- **WHAT TO WORK ON**
All lines from the one with "Study the photo above. For every instance of the overcast" through the end of the records below are to be given again exactly, and nothing else.

[Extracted records]
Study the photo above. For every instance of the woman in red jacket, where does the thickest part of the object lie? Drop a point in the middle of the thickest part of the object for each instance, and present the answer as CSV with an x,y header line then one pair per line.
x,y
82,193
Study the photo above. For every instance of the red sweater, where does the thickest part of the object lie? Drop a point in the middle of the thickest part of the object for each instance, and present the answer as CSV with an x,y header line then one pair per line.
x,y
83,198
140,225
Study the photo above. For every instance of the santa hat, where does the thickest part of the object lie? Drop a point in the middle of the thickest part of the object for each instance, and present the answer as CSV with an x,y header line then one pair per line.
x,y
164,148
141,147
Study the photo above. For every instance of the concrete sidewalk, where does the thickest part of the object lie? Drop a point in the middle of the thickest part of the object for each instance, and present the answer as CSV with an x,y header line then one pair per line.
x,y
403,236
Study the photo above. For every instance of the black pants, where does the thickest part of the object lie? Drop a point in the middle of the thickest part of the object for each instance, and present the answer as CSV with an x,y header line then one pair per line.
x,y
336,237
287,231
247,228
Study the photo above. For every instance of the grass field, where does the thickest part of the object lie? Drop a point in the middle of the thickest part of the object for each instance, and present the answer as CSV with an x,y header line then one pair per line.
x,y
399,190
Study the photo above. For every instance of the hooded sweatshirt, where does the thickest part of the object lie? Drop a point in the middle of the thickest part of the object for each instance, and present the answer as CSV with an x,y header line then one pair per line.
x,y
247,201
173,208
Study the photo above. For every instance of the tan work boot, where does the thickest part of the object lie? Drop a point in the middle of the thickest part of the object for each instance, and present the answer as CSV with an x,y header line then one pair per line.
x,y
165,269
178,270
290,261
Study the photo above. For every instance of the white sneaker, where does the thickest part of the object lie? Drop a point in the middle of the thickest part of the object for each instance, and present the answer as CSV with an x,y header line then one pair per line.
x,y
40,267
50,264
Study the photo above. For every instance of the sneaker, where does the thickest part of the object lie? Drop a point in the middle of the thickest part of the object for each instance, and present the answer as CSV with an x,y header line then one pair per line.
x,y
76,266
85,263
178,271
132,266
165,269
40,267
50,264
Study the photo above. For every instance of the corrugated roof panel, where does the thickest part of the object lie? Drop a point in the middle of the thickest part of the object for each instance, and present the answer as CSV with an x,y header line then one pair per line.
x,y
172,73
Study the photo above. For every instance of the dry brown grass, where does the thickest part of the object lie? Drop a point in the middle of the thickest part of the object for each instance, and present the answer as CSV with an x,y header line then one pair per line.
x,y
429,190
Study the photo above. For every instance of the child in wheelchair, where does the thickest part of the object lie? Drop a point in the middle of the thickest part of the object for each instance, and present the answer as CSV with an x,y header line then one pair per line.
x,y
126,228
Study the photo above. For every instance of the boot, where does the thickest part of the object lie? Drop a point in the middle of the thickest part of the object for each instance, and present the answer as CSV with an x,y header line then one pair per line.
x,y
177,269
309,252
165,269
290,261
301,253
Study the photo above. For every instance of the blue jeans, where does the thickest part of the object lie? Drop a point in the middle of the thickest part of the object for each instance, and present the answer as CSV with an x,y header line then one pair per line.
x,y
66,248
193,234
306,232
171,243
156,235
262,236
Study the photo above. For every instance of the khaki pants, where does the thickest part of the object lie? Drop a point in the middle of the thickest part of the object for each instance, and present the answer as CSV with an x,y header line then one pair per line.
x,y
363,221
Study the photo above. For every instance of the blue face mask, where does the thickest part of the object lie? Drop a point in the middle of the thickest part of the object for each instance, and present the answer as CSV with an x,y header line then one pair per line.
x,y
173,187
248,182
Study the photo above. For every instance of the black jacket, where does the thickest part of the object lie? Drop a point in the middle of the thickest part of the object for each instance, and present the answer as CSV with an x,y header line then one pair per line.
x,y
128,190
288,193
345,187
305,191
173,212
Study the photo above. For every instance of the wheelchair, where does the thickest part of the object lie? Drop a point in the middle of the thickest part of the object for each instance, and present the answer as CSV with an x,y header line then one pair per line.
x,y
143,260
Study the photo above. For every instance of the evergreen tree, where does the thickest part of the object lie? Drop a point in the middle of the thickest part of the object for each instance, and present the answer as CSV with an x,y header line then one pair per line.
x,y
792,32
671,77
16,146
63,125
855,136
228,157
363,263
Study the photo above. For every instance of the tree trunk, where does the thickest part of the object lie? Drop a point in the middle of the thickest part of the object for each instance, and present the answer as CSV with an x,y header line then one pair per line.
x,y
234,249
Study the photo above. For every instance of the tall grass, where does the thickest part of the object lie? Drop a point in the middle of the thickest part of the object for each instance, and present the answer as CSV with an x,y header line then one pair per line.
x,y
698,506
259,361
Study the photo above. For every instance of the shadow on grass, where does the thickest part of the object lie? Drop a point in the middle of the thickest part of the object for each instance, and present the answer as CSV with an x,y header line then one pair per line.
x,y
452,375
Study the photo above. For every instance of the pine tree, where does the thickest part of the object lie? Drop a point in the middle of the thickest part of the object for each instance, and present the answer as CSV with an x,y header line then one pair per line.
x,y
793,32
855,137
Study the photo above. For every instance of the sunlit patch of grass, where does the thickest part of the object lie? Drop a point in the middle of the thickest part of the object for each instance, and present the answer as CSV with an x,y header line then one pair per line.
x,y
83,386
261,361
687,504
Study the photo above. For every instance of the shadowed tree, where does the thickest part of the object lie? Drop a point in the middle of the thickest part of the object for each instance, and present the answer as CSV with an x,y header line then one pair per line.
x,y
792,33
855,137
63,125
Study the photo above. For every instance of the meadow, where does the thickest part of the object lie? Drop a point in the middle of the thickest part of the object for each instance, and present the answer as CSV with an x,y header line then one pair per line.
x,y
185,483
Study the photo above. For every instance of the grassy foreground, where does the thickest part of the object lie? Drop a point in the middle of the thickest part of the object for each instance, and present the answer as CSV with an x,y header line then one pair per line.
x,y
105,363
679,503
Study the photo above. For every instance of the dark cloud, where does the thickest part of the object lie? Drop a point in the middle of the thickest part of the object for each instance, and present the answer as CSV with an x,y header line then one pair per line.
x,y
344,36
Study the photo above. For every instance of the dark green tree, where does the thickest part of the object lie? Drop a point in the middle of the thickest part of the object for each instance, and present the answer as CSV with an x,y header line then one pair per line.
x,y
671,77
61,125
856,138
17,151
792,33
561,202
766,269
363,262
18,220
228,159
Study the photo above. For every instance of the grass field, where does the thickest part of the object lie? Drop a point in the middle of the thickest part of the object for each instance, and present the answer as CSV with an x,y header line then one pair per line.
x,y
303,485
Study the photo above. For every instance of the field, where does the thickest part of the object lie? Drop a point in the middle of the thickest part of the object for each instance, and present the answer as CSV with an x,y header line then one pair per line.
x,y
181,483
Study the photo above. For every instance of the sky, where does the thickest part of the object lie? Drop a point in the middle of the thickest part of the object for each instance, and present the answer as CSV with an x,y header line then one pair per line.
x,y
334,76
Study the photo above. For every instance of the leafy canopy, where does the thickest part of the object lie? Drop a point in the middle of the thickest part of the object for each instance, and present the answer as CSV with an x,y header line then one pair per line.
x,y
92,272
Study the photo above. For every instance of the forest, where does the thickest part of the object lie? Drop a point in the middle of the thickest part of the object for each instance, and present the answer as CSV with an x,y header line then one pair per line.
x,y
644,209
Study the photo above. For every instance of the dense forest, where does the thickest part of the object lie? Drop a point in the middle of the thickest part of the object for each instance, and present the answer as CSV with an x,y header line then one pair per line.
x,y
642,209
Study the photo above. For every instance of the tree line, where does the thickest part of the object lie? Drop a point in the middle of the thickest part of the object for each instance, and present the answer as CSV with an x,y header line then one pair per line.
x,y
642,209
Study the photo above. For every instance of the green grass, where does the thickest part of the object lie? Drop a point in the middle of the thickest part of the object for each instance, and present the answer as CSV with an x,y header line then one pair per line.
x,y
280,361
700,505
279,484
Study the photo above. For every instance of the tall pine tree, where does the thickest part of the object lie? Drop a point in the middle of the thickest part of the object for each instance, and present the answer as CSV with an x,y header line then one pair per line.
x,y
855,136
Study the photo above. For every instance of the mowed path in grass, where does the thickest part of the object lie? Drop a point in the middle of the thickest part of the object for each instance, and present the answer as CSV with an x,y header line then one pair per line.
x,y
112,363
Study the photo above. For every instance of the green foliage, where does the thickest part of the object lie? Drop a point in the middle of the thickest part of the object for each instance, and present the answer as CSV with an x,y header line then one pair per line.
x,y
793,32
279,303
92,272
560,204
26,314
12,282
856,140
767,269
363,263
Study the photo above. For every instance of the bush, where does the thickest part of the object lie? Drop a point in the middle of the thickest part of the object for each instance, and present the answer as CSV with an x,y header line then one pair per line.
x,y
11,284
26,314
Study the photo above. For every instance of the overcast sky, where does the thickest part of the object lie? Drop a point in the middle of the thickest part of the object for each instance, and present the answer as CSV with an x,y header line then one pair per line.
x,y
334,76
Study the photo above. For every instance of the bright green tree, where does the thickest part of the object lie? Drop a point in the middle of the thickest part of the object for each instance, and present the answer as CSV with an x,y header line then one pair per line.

- **ANSWER TO THIS EXERCISE**
Study the photo above. For every instance of the overcast sky, where does the thickest part of the object lie? Drop a point in the middle of the thickest part of the object for each instance, and present the answer as CSV with an x,y header line then one pair per line.
x,y
334,76
Study the photo above. For every instance of the bright green tree, where does the thickest part of the object lie? Drop a point in the middle of the thickest part of the object for each instance, and present the answer as CSV with an x,y header line then one pair per line.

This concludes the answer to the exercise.